(Beginning of Records for processing)

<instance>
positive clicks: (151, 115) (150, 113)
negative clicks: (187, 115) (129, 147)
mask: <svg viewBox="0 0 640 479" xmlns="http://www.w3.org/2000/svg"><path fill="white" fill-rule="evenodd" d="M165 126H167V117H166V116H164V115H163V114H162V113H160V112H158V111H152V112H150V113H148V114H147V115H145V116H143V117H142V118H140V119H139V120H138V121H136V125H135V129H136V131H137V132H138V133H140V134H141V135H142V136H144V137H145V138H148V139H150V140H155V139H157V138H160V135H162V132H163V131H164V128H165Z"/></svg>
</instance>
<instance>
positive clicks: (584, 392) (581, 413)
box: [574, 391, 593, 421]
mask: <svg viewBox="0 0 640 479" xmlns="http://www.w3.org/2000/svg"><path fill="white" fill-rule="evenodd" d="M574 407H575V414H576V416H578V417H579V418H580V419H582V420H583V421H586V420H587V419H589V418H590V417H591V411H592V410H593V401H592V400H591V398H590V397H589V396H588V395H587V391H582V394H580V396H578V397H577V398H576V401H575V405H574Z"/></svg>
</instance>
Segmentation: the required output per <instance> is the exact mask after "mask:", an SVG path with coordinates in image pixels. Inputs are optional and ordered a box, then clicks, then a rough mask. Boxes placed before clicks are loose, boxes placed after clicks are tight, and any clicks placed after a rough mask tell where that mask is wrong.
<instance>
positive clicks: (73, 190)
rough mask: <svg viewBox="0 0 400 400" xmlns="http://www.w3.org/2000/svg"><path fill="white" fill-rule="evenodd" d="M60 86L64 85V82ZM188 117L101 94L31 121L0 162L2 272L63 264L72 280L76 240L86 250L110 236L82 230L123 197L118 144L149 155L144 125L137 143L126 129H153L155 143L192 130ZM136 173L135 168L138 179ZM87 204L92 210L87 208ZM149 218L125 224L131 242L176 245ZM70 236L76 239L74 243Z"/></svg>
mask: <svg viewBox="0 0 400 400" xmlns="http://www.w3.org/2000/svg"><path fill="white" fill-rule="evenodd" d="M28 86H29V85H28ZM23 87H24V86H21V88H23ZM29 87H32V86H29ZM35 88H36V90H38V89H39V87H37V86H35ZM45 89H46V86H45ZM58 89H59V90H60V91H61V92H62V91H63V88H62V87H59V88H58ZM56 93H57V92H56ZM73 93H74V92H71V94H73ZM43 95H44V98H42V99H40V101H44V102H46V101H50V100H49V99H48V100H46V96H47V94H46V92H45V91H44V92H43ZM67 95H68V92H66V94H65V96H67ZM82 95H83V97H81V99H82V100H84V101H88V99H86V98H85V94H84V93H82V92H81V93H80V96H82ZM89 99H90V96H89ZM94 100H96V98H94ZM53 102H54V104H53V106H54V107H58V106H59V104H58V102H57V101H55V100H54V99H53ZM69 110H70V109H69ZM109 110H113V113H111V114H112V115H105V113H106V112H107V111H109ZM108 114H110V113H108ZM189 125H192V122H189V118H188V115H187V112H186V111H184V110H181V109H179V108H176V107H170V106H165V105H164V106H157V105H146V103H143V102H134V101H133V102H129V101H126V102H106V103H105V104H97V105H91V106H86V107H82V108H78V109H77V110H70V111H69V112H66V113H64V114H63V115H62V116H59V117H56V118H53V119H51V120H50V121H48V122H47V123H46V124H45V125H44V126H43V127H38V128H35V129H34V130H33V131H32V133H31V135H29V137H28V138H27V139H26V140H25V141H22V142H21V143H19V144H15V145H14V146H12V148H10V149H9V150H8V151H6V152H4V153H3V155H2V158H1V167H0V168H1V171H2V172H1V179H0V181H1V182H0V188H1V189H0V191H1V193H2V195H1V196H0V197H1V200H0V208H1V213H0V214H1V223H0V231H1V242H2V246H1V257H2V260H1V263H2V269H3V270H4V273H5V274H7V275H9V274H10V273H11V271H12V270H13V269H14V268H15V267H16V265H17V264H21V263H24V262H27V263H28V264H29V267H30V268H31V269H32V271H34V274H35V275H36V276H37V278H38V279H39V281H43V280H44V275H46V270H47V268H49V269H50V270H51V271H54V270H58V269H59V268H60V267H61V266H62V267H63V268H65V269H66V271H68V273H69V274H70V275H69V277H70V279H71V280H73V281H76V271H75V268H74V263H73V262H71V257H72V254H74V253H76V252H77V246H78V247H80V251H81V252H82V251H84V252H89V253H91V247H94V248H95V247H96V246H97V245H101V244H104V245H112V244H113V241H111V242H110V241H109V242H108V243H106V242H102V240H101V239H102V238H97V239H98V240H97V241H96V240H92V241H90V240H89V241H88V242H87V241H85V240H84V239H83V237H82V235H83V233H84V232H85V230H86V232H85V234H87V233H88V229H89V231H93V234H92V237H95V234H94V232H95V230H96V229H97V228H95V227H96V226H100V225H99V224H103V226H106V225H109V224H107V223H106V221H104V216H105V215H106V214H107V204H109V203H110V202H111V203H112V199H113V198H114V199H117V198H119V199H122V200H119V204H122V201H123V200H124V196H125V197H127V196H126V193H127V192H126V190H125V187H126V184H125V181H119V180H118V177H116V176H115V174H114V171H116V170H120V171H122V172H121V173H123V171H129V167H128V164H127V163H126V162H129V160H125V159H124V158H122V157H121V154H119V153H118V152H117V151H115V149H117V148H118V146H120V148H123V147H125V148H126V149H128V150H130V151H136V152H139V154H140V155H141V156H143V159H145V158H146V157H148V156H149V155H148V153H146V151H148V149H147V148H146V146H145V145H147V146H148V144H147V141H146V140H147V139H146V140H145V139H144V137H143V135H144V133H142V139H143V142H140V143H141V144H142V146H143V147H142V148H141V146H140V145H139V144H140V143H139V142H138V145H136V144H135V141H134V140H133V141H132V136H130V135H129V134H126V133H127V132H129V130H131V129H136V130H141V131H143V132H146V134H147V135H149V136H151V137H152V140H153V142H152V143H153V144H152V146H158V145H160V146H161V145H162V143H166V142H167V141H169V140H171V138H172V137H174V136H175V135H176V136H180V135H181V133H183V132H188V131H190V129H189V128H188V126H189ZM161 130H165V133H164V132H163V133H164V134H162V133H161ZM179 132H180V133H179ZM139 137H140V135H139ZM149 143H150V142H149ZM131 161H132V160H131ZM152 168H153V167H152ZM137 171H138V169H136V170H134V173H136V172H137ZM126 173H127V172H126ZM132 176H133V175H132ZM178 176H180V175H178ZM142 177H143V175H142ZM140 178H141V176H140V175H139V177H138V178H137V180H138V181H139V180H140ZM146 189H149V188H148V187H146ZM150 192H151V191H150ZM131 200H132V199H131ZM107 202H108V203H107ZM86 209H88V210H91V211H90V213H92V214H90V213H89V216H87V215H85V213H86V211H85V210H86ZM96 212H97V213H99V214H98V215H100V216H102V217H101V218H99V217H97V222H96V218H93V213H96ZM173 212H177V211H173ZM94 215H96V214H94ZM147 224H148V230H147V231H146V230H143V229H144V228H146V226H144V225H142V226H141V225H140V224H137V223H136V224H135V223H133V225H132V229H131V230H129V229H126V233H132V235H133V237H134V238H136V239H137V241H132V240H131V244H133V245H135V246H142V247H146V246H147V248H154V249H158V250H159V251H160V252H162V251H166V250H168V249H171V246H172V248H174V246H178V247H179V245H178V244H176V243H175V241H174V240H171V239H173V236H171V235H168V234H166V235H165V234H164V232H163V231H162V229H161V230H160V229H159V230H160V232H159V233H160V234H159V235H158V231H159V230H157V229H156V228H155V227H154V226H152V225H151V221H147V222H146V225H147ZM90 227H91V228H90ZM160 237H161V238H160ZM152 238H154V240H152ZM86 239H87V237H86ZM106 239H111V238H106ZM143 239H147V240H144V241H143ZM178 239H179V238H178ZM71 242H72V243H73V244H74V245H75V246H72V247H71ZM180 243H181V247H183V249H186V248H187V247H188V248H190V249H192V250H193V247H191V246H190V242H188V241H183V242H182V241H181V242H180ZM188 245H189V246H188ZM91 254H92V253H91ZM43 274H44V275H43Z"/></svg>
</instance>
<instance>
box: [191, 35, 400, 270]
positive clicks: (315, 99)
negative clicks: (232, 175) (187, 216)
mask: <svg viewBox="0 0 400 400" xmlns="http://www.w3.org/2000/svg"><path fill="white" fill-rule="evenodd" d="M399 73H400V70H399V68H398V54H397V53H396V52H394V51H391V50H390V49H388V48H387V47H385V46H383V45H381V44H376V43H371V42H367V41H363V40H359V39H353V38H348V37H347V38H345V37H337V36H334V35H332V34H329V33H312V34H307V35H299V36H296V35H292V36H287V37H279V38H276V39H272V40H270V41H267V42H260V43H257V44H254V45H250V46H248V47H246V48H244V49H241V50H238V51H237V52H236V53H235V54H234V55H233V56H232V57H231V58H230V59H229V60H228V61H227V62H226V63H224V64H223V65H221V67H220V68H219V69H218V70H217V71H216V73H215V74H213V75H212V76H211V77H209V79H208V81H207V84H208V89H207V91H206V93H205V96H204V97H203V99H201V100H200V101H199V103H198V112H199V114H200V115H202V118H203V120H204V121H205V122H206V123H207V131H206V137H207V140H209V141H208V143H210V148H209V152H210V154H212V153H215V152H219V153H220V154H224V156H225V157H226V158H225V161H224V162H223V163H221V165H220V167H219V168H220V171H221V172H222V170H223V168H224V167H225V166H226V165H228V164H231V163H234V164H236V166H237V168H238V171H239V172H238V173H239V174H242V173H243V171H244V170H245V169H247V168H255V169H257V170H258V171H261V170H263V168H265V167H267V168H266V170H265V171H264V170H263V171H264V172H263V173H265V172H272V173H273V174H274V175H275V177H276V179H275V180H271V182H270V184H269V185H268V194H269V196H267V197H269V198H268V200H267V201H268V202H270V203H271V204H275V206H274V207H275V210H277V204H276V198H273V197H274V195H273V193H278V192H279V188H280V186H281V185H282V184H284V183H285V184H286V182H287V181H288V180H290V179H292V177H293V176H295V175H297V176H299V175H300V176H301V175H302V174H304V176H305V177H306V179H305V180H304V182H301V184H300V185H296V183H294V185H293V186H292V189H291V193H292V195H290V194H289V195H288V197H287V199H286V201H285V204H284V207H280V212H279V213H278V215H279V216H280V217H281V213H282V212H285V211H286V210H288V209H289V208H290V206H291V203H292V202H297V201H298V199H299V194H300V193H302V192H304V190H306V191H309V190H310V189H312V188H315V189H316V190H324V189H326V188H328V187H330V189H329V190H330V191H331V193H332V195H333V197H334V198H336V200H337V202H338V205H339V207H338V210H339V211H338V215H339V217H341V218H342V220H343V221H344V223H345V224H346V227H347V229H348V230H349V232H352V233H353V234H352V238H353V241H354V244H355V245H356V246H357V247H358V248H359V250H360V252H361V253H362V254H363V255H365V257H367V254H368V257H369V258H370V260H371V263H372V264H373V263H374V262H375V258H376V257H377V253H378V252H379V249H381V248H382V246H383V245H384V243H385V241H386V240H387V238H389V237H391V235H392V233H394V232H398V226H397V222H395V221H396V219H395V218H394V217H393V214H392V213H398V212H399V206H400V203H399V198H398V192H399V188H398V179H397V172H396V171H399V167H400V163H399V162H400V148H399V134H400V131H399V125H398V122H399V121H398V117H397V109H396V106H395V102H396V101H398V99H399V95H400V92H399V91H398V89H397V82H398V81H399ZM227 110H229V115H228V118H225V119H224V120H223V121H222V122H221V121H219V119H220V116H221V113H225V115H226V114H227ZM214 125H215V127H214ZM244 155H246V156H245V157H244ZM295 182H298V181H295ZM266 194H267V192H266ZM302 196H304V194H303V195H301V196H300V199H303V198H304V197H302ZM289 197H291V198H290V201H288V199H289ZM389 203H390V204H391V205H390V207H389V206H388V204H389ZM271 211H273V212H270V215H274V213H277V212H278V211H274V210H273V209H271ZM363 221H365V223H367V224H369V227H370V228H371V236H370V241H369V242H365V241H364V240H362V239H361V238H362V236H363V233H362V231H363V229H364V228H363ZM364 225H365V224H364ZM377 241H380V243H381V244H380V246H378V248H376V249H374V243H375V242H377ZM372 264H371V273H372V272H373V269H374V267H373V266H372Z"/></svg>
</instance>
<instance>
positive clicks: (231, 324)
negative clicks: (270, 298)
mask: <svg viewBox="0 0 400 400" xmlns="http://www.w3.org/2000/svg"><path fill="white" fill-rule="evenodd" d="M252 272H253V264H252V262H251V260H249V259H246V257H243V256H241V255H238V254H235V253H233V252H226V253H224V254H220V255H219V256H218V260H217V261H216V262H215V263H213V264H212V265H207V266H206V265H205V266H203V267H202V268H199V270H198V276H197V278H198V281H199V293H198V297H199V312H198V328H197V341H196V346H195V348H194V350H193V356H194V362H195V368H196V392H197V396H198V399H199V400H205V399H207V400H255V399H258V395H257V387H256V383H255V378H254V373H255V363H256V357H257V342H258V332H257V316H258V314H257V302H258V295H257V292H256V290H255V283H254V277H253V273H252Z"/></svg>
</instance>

(End of Records for processing)

Work to complete
Can you reproduce verbatim the records above, from their very first line through the line containing "positive clicks: (73, 190)", including both of those lines?

Reply
<instance>
positive clicks: (151, 115) (150, 113)
negative clicks: (187, 115) (129, 147)
mask: <svg viewBox="0 0 640 479" xmlns="http://www.w3.org/2000/svg"><path fill="white" fill-rule="evenodd" d="M165 126H167V117H166V116H164V115H163V114H162V113H160V112H158V111H152V112H150V113H148V114H147V115H145V116H143V117H142V118H140V119H139V120H138V121H136V125H135V129H136V131H137V132H138V133H140V134H141V135H142V136H144V137H145V138H148V139H150V140H155V139H157V138H160V135H162V132H163V131H164V128H165Z"/></svg>
</instance>
<instance>
positive clicks: (584, 392) (581, 413)
box: [574, 391, 593, 421]
mask: <svg viewBox="0 0 640 479" xmlns="http://www.w3.org/2000/svg"><path fill="white" fill-rule="evenodd" d="M574 407H575V414H576V416H578V417H579V418H580V419H582V420H583V421H586V420H587V419H589V418H590V417H591V411H592V410H593V401H592V400H591V398H590V397H589V396H588V395H587V391H582V394H580V396H578V397H577V398H576V401H575V405H574Z"/></svg>
</instance>
Segmentation: the required output per <instance> is the exact mask after "mask:", an SVG path with coordinates in image pixels. Inputs are optional and ordered a box, then clicks, then a rough mask. Boxes placed before clicks are loose, boxes placed after clicks are tight, and any clicks placed after a rough mask tell where that mask is wrong.
<instance>
positive clicks: (73, 190)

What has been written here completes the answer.